*THE PROBLEM*.
Repeat the data precisely as given.

*EXERCISE DATA*.

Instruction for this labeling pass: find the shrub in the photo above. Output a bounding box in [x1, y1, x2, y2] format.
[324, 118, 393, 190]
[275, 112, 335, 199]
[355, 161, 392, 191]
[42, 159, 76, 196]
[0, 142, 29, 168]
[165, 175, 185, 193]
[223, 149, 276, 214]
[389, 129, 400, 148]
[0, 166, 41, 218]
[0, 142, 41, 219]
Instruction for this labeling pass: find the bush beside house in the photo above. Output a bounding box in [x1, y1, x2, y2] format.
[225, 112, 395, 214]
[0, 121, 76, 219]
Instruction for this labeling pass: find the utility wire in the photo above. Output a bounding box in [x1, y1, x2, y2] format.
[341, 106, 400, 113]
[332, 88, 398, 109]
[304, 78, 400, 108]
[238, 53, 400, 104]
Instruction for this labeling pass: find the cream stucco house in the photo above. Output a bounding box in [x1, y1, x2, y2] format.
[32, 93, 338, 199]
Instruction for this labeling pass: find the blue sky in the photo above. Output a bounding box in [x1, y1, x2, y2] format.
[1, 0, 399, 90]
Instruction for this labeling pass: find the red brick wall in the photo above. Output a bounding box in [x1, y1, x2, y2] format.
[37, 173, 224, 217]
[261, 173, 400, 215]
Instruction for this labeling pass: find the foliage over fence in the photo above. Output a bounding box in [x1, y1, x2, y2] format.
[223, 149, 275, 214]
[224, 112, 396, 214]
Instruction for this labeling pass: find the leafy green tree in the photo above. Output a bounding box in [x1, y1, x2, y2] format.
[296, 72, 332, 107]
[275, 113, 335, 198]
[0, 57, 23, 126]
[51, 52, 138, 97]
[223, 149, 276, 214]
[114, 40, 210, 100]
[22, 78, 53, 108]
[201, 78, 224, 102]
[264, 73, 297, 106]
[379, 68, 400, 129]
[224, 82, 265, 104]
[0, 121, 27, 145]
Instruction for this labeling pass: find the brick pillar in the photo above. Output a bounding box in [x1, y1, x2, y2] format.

*RESULT FOR THIS EXERCISE*.
Instruction for this labeling pass: find the shrub in the photo above. Output a bounding box in [x1, y1, x2, y2] format.
[324, 118, 393, 190]
[275, 112, 335, 199]
[355, 161, 392, 191]
[42, 159, 76, 196]
[0, 142, 29, 168]
[165, 175, 185, 193]
[223, 149, 276, 214]
[389, 129, 400, 148]
[0, 166, 41, 218]
[0, 142, 41, 219]
Instruction for this labeling pass: find the bush beside house in the photo above. Output a bounding box in [x1, y1, x2, y2] format.
[225, 112, 395, 214]
[0, 121, 76, 219]
Instruction for this labeling pass: find the utility wire in the photo above. Output a bounding box in [x1, y1, x2, y2] format.
[341, 106, 400, 113]
[332, 88, 398, 109]
[304, 78, 400, 108]
[238, 53, 400, 104]
Instruction for this labeling pass: find the cream stucco house in the photo above. Output a bounding box in [x1, y1, x2, y2] format.
[32, 93, 338, 199]
Instruction for this labeling pass: find the blue sky in the photo above. Output a bounding box in [x1, y1, x2, y2] format.
[1, 0, 399, 90]
Instruction for this labeling pass: find the red brick wall in the photo above. Output a bounding box in [x1, y1, x2, y2] format.
[37, 173, 224, 217]
[261, 173, 400, 215]
Instruction for this labeling pass: find the foliage over fence in the photo above. Output a bounding box in [x1, y1, x2, y2] format.
[223, 149, 275, 214]
[224, 112, 396, 214]
Instruction for this labeling pass: find the leafy green tree in the photo above. Output a bounding box in [x1, y1, x2, y2] format.
[296, 72, 332, 107]
[275, 113, 335, 198]
[0, 57, 23, 126]
[51, 52, 138, 97]
[223, 149, 276, 214]
[114, 40, 210, 100]
[22, 78, 53, 108]
[201, 78, 224, 102]
[264, 73, 297, 106]
[379, 68, 400, 129]
[224, 82, 265, 104]
[0, 121, 27, 145]
Instruction for this labeling pass: find the brick pillar in the photo above. Output a bounding box in [x1, y1, x2, y2] format.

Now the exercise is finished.